▸ Aufgabe A
Übernimm aus der Auswahl unten wortgetreu den Abschnitt, der mit den Worten „Unterlässt es ein“ beginnt und mit „Berufung wird abgelehnt.“ schließt.
▸ Aufgabe B
Was wird im Tenor der Auswahl unten unter Punkt I entschieden?

▸ Auswahl
———
Verwaltungsrecht

Verletzung rechtlichen Gehörs bei Nichterscheinen zur mündlichen Verhandlung

Aktenzeichen  9 ZB 20.32183

Datum:
16.11.2020
Rechtsgebiet:
Fundstelle:
BeckRS – 2020, 32799
Gerichtsart:
VGH
Gerichtsort:
München
Rechtsweg:
Verwaltungsgerichtsbarkeit
Normen:
AsylG § 78 Abs. 3 Nr. 3
GG Art. 103 Abs. 1
VwGO § 108 Abs. 2

 

Leitsatz

Unterlässt es ein in der mündlichen Verhandlung vor dem Verwaltungsgericht anwesender Prozessbevollmächtigter, einen Terminsverlegungsantrag zu stellen, so kann er sich nicht auf die Verletzung des Gebots, rechtliches Gehör zu gewähren, berufen. (Rn. 4) (redaktioneller Leitsatz)

Verfahrensgang

M 30 K 17.45730 2020-09-11 Urt VGMUENCHEN VG München

Tenor

I. Der Antrag auf Zulassung der Berufung wird abgelehnt.
II. Der Kläger trägt die Kosten des Zulassungsverfahrens. Gerichtskosten werden nicht erhoben.

Gründe

I.
———
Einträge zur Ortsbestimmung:
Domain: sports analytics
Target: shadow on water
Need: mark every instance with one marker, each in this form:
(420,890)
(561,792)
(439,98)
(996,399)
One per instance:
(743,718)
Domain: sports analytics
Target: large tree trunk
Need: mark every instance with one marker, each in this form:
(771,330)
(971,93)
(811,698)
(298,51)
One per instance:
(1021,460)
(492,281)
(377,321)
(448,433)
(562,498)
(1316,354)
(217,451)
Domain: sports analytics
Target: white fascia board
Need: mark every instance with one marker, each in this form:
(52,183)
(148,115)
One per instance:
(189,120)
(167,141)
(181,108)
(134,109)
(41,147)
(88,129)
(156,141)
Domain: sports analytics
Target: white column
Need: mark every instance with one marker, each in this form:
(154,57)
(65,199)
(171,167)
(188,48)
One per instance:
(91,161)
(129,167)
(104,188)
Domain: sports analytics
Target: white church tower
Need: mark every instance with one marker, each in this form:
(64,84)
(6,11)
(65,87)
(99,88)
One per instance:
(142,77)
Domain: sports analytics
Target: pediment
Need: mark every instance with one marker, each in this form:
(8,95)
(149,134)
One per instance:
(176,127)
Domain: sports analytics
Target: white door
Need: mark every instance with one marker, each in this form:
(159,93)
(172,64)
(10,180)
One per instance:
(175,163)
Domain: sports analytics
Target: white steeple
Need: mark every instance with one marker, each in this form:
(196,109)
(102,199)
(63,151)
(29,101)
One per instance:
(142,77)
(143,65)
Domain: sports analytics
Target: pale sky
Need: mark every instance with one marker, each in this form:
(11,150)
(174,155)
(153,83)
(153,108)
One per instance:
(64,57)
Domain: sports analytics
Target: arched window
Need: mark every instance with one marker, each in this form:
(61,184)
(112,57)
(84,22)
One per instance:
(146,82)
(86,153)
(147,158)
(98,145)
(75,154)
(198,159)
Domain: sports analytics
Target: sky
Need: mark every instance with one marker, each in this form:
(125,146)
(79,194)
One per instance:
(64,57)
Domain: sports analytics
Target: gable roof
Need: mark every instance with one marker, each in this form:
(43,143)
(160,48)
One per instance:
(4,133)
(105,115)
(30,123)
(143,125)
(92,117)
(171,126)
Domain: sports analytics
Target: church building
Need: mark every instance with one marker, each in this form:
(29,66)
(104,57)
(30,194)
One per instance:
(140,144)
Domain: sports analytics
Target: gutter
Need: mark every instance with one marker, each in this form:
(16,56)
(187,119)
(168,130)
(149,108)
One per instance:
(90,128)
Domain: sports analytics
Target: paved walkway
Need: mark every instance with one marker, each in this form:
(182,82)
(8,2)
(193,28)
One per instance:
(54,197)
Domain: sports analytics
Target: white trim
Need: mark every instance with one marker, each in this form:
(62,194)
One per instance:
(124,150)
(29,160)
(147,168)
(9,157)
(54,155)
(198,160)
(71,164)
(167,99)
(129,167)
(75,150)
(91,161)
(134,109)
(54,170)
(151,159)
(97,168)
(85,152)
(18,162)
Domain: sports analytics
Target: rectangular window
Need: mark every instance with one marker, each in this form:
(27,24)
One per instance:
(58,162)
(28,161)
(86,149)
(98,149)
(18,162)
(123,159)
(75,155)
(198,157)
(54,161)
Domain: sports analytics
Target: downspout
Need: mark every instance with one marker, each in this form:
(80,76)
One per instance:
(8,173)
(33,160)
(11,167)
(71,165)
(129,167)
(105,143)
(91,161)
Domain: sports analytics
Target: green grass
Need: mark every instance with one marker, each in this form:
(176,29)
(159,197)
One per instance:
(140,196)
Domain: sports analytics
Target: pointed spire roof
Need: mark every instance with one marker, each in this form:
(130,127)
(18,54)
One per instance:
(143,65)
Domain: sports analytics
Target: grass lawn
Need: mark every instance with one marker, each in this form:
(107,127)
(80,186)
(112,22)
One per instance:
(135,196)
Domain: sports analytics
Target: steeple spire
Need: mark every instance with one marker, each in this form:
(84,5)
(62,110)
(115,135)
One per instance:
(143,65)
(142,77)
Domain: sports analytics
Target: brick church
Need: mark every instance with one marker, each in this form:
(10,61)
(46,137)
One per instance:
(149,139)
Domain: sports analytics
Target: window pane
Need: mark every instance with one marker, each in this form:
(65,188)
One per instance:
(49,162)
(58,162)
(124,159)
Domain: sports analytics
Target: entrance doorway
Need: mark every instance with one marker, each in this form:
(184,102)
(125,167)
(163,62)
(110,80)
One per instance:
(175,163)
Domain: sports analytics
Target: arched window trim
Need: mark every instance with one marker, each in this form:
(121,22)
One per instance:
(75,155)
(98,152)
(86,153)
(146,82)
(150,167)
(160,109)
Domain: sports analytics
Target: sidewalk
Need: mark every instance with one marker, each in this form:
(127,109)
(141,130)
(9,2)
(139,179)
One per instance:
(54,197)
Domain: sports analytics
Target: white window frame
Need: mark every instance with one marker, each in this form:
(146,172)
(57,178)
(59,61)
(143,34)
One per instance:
———
▸ Ergebnis A
Unterlässt es ein in der mündlichen Verhandlung vor dem Verwaltungsgericht anwesender Prozessbevollmächtigter, einen Terminsverlegungsantrag zu stellen, so kann er sich nicht auf die Verletzung des Gebots, rechtliches Gehör zu gewähren, berufen. (Rn. 4) (redaktioneller Leitsatz)

Verfahrensgang

M 30 K 17.45730 2020-09-11 Urt VGMUENCHEN VG München

Tenor

I. Der Antrag auf Zulassung der Berufung wird abgelehnt.

▸ Ergebnis B
Der Antrag auf Zulassung der Berufung wird abgelehnt.